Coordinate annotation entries
········

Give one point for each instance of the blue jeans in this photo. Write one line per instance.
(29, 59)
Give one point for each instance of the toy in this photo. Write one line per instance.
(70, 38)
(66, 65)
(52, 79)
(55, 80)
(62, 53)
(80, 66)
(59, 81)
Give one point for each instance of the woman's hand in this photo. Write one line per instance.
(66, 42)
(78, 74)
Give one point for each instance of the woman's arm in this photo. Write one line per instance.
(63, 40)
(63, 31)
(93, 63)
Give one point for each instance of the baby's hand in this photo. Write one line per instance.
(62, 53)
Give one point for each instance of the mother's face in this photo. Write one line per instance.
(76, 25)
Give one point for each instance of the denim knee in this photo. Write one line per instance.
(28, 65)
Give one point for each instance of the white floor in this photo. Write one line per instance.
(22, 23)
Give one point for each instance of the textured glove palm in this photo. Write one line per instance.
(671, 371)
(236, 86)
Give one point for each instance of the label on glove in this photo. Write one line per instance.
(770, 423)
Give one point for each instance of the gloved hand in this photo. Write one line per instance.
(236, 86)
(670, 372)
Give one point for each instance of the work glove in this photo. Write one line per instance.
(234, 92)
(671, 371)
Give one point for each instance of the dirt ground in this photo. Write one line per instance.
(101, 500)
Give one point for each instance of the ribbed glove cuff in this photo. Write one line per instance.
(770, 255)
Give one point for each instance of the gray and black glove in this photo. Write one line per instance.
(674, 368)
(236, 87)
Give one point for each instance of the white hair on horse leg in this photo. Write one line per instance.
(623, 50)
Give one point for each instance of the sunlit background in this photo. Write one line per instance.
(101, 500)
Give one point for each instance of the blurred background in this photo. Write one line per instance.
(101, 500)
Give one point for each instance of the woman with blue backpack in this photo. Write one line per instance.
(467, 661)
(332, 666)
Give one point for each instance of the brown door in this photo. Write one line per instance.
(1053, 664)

········

■ What is being asked:
Format all of the entries above as one numbered list, one item per line, and leave out any blank lines.

■ Correct result:
1. Give one point for each instance of the blue jeans in this photo. Write one line per instance.
2. (29, 59)
3. Give one point for each instance of the toy in this photo. Write one line per instance.
4. (70, 38)
5. (66, 65)
6. (52, 79)
7. (55, 80)
8. (62, 53)
9. (80, 66)
10. (59, 81)
11. Give one point for each instance of the woman's hand in this photo. Write one line per instance.
12. (66, 42)
13. (78, 74)
14. Give one point for each instance of the woman's arm in this photo. Write one line per instance.
15. (63, 40)
16. (63, 31)
17. (93, 63)
18. Give one point for each instance of the baby's hand in this photo. Write one line per instance.
19. (62, 53)
20. Give one point for each instance of the mother's face in this photo. Write one line per instance.
21. (76, 25)
22. Give one point for each instance of the denim knee in this photo. Write one line per instance.
23. (28, 65)
24. Give one point for each instance of the white floor in this photo. Write one line per instance.
25. (22, 23)
26. Give one point for each instance of the textured glove palm in this photo. Write one line per instance.
27. (671, 371)
28. (236, 86)
29. Give one point for each instance of the label on glove in this photo. Write one line per instance.
30. (770, 423)
31. Give one point for each instance of the gloved hand in this photo. Write one line per instance.
32. (236, 86)
33. (670, 372)
34. Give one point for each instance of the work glove in this photo. Write one line per instance.
35. (234, 92)
36. (671, 371)
37. Give one point for each instance of the dirt ground in this photo. Write one line per instance.
38. (101, 500)
39. Give one point for each instance of the ribbed glove cuff in this photo. Write one line per instance.
40. (770, 255)
41. Give one point for each instance of the gray and black glove in this photo. Write one line per instance.
42. (674, 368)
43. (236, 87)
44. Give one point for each instance of the white hair on horse leg in this photo. Write one line per instance.
45. (623, 50)
46. Give one point for each instance of the sunlit background in this photo. Write one line per instance.
47. (101, 500)
48. Give one point for each instance of the blurred background in this photo. Write one line per instance.
49. (101, 500)
50. Give one point for each instance of the woman with blue backpack in this photo. Write one line per instance.
51. (467, 661)
52. (332, 666)
53. Give one point for each instance of the brown door in this photo. Write one line per instance.
54. (1053, 664)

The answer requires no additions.